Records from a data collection

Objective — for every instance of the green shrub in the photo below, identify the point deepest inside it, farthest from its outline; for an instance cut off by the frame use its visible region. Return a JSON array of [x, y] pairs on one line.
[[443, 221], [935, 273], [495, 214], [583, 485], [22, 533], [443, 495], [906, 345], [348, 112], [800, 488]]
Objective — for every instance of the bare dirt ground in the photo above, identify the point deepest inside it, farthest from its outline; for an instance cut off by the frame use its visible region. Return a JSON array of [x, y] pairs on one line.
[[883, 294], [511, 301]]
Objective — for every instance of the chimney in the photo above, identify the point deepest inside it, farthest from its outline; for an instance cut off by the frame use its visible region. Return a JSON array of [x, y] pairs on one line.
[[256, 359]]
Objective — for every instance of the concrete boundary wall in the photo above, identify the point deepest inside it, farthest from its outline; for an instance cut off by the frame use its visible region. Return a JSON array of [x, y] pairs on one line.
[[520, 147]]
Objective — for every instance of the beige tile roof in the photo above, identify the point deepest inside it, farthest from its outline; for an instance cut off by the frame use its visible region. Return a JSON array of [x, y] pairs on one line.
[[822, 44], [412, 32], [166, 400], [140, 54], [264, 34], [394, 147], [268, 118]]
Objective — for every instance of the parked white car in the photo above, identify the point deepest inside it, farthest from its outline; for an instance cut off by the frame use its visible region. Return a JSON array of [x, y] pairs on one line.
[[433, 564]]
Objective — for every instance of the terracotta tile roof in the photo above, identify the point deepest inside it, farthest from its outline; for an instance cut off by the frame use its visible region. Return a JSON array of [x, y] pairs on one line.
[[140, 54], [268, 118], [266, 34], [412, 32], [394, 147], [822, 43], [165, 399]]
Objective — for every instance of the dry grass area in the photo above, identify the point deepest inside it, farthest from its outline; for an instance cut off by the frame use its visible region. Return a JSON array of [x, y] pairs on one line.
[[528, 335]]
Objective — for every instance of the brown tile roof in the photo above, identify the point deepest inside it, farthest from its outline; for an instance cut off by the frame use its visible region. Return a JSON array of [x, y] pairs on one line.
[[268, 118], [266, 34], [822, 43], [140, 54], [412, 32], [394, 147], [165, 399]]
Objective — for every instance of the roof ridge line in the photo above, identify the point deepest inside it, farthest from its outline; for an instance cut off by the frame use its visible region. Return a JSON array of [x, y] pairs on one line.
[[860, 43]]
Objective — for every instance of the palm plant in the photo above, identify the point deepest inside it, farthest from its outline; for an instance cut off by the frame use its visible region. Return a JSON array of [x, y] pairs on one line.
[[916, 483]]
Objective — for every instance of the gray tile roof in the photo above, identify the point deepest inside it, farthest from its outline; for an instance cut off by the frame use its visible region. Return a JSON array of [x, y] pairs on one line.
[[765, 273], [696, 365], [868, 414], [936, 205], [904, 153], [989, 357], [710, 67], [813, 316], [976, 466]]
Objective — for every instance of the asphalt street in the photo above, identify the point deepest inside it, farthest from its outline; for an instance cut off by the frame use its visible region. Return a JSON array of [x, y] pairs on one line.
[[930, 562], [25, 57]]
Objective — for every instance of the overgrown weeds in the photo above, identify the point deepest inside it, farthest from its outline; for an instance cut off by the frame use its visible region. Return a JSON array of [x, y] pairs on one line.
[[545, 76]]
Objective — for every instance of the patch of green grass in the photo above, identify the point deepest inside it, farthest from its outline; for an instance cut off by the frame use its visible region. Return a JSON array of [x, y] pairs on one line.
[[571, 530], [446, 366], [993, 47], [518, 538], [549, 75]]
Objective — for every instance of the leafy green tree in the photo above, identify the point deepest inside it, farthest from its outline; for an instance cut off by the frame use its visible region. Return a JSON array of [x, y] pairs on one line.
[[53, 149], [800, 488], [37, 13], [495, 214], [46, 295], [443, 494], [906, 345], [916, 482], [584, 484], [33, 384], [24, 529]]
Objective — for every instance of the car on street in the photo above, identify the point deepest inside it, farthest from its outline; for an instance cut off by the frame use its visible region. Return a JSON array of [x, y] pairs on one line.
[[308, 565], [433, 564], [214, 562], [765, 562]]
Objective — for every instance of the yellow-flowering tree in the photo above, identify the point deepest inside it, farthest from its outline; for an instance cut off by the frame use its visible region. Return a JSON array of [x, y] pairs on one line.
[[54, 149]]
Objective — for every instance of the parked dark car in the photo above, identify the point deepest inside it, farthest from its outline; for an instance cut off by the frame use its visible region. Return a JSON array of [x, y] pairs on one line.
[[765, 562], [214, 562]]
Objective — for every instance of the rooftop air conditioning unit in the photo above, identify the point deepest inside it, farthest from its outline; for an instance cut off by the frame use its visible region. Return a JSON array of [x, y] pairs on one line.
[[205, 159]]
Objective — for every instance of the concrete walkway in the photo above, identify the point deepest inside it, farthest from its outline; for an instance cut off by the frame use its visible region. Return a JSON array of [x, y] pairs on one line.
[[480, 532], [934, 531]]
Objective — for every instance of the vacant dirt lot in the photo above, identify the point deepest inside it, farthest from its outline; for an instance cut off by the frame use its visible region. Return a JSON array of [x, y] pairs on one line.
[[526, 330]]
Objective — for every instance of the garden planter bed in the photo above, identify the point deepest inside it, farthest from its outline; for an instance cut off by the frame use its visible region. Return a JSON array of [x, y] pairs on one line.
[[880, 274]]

TRY IT: Nothing outside the span should appear: transcribe the lines from the one containing "Objective — for every instance of the garden" through the last line of the records.

SOLUTION FOR THIS TASK:
Objective — for every instance of the garden planter bed in the photo above, identify the point deepest inside it, farthest from its outline; for an instance cut off by the frame use its visible region. Return a JSON array of [x, y] pairs on one line.
[[880, 274]]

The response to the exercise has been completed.